• _练习目标_: 把下面记录中的“photo”一律换成“image”，其余内容原样保留，重新写出这些行。

• _提取的记录_:
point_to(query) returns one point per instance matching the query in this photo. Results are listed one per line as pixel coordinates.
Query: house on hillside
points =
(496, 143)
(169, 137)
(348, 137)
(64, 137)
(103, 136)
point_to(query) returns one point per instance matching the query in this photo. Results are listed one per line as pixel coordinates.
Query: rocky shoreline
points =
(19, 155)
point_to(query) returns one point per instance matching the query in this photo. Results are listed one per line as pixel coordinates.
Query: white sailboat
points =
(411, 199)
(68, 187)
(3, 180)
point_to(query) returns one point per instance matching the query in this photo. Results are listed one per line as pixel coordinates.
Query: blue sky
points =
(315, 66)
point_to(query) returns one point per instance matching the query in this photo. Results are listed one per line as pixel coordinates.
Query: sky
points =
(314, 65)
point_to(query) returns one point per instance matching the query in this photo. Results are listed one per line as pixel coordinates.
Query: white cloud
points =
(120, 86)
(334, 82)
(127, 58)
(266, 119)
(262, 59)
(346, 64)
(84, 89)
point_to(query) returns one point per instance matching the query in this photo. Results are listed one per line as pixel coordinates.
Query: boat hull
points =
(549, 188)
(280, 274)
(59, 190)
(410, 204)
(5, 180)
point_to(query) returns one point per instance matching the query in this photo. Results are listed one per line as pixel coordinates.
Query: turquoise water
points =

• _完整答案_:
point_to(query) returns one point per instance matching the query in this image. Results are listed one per line as pixel coordinates.
Query: house on hillside
points =
(496, 143)
(169, 137)
(348, 137)
(64, 137)
(103, 136)
point_to(query) returns one point per instance matching the query in this image. Results are listed one per line as pixel coordinates.
Query: rocky shoreline
points =
(19, 155)
point_to(query) returns one point per instance matching the query in this image. Results are listed one per line as pixel coordinates.
Query: white sailboat
points =
(411, 199)
(68, 187)
(3, 180)
point_to(query) returns one point per instance matching the query in this image. Results are listed one per line as pixel coordinates.
Query: blue sky
points =
(315, 66)
point_to(query) returns one point per instance matching the query in this image. Results are listed one per line as pixel coordinates.
Query: sky
points =
(314, 65)
point_to(query) returns one point per instance matching the query in this image. Results are listed one per line as pixel coordinates.
Query: white cloud
points =
(120, 86)
(334, 82)
(127, 58)
(266, 119)
(262, 59)
(346, 64)
(84, 89)
point_to(query) returns one point per instance matching the query in this image. Results are listed one per line as pixel coordinates.
Query: boat hull
points =
(549, 188)
(280, 274)
(59, 190)
(410, 204)
(5, 180)
point_to(query) returns one point per instance matching the query in this image. Results are listed one per line as pixel coordinates.
Query: turquoise water
points =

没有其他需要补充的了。